───── TASK DATA
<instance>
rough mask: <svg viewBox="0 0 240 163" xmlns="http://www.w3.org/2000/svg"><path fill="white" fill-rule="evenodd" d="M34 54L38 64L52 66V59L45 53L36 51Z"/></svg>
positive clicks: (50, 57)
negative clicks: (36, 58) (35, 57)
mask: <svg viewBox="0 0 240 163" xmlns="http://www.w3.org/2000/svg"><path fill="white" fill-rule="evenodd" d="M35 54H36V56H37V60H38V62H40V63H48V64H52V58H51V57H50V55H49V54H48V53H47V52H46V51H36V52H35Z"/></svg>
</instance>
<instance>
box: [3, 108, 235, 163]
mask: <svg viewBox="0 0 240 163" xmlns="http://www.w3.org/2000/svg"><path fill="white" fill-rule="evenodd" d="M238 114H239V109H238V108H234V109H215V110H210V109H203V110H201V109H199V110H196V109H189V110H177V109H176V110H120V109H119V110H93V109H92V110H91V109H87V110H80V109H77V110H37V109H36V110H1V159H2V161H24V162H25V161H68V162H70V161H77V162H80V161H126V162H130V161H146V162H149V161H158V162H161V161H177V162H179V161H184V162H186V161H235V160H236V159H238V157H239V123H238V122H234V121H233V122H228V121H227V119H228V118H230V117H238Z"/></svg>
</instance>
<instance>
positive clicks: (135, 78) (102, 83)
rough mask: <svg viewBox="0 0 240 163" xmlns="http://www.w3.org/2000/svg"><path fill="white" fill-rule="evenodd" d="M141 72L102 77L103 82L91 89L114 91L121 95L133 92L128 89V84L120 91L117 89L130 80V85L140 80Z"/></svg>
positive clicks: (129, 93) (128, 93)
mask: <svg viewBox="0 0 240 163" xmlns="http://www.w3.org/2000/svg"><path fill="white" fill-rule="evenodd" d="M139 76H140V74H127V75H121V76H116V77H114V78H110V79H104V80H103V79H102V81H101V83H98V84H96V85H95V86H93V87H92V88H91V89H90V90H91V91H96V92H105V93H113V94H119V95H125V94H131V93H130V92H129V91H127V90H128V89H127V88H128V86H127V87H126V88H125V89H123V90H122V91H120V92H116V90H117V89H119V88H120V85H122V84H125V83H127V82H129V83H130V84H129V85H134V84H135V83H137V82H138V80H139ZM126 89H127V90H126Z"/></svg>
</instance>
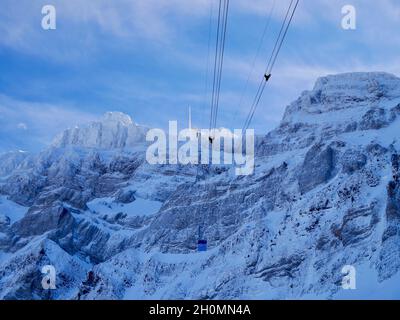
──────────
* **WHAT THIS TASK INVOLVES**: Locate each line in the entries above that contains the string "positive" and copy those lines. Case counts.

* **ANSWER TO THIS EXERCISE**:
positive clicks: (50, 57)
positive clicks: (135, 78) (102, 83)
positive clicks: (129, 93) (128, 93)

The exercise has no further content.